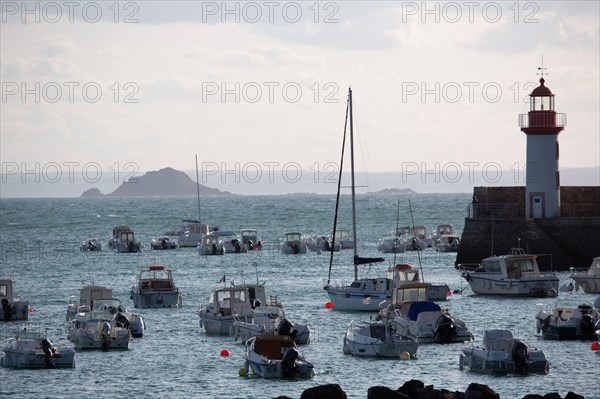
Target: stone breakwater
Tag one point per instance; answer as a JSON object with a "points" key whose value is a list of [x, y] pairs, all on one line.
{"points": [[415, 389]]}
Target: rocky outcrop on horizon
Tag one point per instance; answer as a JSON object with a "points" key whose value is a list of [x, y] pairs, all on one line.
{"points": [[164, 182]]}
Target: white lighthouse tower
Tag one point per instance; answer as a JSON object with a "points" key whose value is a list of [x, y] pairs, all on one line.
{"points": [[542, 125]]}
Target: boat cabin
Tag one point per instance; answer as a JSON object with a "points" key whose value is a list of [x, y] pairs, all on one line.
{"points": [[156, 278], [240, 300], [402, 274]]}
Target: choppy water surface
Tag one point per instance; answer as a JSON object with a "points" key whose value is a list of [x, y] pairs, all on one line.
{"points": [[40, 246]]}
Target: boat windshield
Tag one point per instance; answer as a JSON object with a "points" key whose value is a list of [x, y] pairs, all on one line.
{"points": [[111, 305]]}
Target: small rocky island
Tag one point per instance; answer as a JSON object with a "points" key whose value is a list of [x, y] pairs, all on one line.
{"points": [[164, 182]]}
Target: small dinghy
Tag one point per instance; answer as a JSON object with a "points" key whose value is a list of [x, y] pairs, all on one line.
{"points": [[32, 350], [277, 357], [378, 339], [501, 353]]}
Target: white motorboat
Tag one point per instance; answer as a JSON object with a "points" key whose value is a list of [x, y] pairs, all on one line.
{"points": [[422, 319], [13, 307], [588, 279], [231, 241], [293, 243], [276, 357], [269, 320], [154, 288], [250, 239], [91, 244], [228, 304], [501, 353], [376, 339], [99, 330], [193, 235], [515, 274], [392, 246], [363, 293], [87, 295], [123, 240], [567, 319], [401, 274], [99, 299], [162, 243], [32, 350], [211, 245]]}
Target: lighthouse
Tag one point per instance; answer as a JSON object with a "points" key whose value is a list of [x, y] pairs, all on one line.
{"points": [[541, 125]]}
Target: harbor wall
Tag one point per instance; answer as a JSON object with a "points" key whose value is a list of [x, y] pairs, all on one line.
{"points": [[496, 222]]}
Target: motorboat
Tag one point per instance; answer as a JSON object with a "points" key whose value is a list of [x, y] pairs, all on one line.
{"points": [[322, 244], [87, 295], [228, 304], [231, 241], [276, 357], [515, 274], [428, 322], [193, 235], [588, 279], [211, 245], [269, 319], [91, 244], [401, 274], [99, 330], [501, 353], [344, 238], [293, 243], [162, 243], [250, 239], [415, 316], [33, 350], [97, 299], [362, 293], [393, 245], [154, 288], [377, 339], [13, 307], [567, 319], [123, 240]]}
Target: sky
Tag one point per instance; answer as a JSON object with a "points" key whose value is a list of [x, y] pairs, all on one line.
{"points": [[108, 90]]}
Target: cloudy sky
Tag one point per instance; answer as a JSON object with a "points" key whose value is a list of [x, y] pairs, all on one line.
{"points": [[256, 85]]}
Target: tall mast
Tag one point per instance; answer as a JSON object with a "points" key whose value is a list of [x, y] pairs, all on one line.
{"points": [[352, 185], [198, 189]]}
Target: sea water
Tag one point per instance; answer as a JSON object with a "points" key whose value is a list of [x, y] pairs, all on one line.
{"points": [[40, 241]]}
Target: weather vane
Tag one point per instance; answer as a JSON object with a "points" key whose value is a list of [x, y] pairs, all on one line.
{"points": [[542, 69]]}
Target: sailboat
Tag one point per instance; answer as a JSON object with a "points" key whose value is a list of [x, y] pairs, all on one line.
{"points": [[368, 294]]}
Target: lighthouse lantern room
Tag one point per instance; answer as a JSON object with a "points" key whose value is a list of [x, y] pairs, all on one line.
{"points": [[541, 125]]}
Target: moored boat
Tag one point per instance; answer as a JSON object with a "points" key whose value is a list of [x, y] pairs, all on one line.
{"points": [[276, 357], [568, 319], [154, 287], [500, 353], [588, 279], [33, 350], [515, 274], [376, 339]]}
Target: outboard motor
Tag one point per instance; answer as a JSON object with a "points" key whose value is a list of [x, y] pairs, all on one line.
{"points": [[48, 349], [286, 328], [288, 362], [587, 326], [122, 320], [520, 356], [6, 309], [445, 328]]}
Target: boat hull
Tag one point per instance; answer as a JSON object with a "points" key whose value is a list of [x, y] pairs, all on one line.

⁂

→ Aim of the exercise
Arrange as a numbered list the lines from the one containing "Target: outboard motor" through the end of the items above, leaving out any blank lines.

→ Solution
1. Target: outboard motor
2. Tag one point per instance; answer as a JSON object with a "points" key whose value is a list of [x, y] pairs, all on one line.
3. {"points": [[48, 349], [286, 328], [288, 362], [587, 326], [122, 320], [520, 356], [6, 309], [445, 328]]}
4. Target: boat hull
5. Tag one point per instance; answer as a JSON object with a "points" key whose value is a list of [x, y] pairs, all on one line.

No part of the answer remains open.